Rewrite every line of the records below as a numbered list, skipping any blank lines.

○ ○ ○ ○ ○

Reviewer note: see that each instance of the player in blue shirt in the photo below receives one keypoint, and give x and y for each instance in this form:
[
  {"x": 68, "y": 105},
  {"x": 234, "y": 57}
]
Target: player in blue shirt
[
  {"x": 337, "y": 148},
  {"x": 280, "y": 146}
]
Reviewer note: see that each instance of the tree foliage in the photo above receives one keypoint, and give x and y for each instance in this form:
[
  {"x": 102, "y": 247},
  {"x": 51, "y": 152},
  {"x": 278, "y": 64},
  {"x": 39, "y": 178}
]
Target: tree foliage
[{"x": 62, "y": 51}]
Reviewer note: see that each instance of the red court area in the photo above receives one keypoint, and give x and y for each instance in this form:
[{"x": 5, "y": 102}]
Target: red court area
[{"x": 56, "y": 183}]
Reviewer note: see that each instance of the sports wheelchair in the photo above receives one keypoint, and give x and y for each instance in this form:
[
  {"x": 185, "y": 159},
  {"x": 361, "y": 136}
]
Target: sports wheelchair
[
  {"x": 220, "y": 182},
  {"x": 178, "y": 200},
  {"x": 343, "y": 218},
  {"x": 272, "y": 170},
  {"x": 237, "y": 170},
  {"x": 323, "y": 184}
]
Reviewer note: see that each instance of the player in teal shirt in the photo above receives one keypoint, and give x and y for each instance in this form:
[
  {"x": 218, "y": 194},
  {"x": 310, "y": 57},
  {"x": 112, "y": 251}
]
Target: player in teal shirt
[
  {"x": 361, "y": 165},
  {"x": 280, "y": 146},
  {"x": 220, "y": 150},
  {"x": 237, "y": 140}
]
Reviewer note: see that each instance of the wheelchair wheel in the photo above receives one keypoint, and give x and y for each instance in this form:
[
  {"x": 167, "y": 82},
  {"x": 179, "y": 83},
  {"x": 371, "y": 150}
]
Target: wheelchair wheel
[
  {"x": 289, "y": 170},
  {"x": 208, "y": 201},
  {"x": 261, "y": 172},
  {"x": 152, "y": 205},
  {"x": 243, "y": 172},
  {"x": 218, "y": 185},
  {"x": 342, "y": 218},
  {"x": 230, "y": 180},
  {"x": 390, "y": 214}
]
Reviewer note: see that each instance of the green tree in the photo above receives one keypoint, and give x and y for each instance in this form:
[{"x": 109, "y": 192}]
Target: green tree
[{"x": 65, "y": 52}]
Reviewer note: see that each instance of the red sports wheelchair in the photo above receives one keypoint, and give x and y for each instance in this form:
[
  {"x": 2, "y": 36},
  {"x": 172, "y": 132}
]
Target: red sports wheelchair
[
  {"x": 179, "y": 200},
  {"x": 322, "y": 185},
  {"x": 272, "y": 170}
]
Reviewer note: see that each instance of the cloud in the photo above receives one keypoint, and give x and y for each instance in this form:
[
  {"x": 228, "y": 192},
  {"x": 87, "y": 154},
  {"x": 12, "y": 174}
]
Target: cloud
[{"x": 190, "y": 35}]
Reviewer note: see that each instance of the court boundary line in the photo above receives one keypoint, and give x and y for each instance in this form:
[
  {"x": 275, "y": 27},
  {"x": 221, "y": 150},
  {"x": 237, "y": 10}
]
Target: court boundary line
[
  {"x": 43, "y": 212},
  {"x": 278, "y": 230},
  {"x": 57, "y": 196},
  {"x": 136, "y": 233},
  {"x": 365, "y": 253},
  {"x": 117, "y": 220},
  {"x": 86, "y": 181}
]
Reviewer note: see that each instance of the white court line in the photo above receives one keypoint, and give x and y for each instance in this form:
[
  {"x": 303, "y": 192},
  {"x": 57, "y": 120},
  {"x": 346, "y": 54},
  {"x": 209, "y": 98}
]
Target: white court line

○ ○ ○ ○ ○

• Output
1. Reviewer note: see that each instance of the player in blue shirt in the photo below receives one keypoint, and give x and y for each instance in this form:
2. [
3.   {"x": 68, "y": 105},
4.   {"x": 234, "y": 57}
5. ]
6. Target: player in blue shirt
7. [
8.   {"x": 337, "y": 148},
9.   {"x": 280, "y": 146}
10. ]
11. Reviewer note: see that each instance of the tree foliage in the photo above receives one keypoint, and give x and y for each instance in this form:
12. [
13.   {"x": 102, "y": 247},
14.   {"x": 51, "y": 152},
15.   {"x": 278, "y": 64},
16.   {"x": 39, "y": 178}
17. ]
18. Target: tree foliage
19. [{"x": 62, "y": 51}]
20. Reviewer note: see that each instance of the red court area in the photo above receives one keypoint, and give x and y for each instance in this form:
21. [{"x": 5, "y": 102}]
22. Target: red court area
23. [{"x": 56, "y": 183}]
24. Reviewer note: see that each instance of the sports wheelchair in the photo above receives one keypoint, and give x and y for each instance in this form:
25. [
26.   {"x": 185, "y": 159},
27.   {"x": 361, "y": 136}
28. ]
29. Target: sports wheelchair
30. [
31.   {"x": 220, "y": 182},
32.   {"x": 178, "y": 200},
33.   {"x": 343, "y": 218},
34.   {"x": 272, "y": 170},
35.   {"x": 237, "y": 170},
36.   {"x": 323, "y": 184}
37. ]
38. Reviewer note: see that each instance of the player in teal shirt in the photo above receives one keypoint, and give x and y for each instance in this form:
39. [
40.   {"x": 218, "y": 194},
41.   {"x": 310, "y": 57},
42.   {"x": 112, "y": 251}
43. ]
44. Target: player in teal shirt
45. [
46.   {"x": 361, "y": 165},
47.   {"x": 280, "y": 146},
48.   {"x": 220, "y": 150},
49.   {"x": 237, "y": 140}
50. ]
51. Reviewer note: see that each instance of the wheelchair wheel in the photo above receives one keypoint, and give x and y for each instance in this form:
52. [
53.   {"x": 167, "y": 82},
54.   {"x": 179, "y": 83},
55.   {"x": 371, "y": 150}
56. ]
57. Target: wheelchair wheel
58. [
59.   {"x": 289, "y": 170},
60.   {"x": 208, "y": 201},
61.   {"x": 261, "y": 172},
62.   {"x": 152, "y": 205},
63.   {"x": 243, "y": 172},
64.   {"x": 218, "y": 185},
65.   {"x": 342, "y": 218},
66.   {"x": 230, "y": 180},
67.   {"x": 390, "y": 214}
68. ]
69. Reviewer note: see that each instance of the green tree in the photo above receives one keypoint, and give x and y for each instance in this form:
70. [{"x": 109, "y": 192}]
71. Target: green tree
72. [{"x": 65, "y": 52}]
73. Reviewer note: see that each instance of the red sports wheelchair in the photo above receives one keypoint, and give x and y for each instance in this form:
74. [
75.   {"x": 2, "y": 36},
76.   {"x": 172, "y": 132}
77. ]
78. Target: red sports wheelchair
79. [
80.   {"x": 179, "y": 200},
81.   {"x": 322, "y": 185},
82.   {"x": 272, "y": 170}
83. ]
84. Reviewer note: see that each instance of the cloud in the photo above receives one keypoint, and give x and y for each instance in this form:
85. [
86.   {"x": 228, "y": 192},
87.   {"x": 87, "y": 154},
88.   {"x": 12, "y": 174}
89. ]
90. Target: cloud
91. [{"x": 190, "y": 35}]
92. Reviewer note: see that each instance of the court boundary line in the photo above receives one keypoint, and give x and y for each instance in this form:
93. [
94.   {"x": 275, "y": 27},
95.   {"x": 221, "y": 150},
96.   {"x": 237, "y": 10}
97. ]
98. Target: court boundary line
99. [
100.   {"x": 43, "y": 212},
101.   {"x": 278, "y": 230},
102.   {"x": 57, "y": 196},
103.   {"x": 136, "y": 233},
104.   {"x": 365, "y": 253},
105.   {"x": 117, "y": 220},
106.   {"x": 86, "y": 181}
107. ]
108. Reviewer note: see that each instance of the white court line in the photo above receives one keypoint, and give x and y for each instance in this form:
109. [
110.   {"x": 303, "y": 192},
111.   {"x": 57, "y": 120},
112.   {"x": 346, "y": 54},
113.   {"x": 209, "y": 98}
114. ]
115. Target: white court line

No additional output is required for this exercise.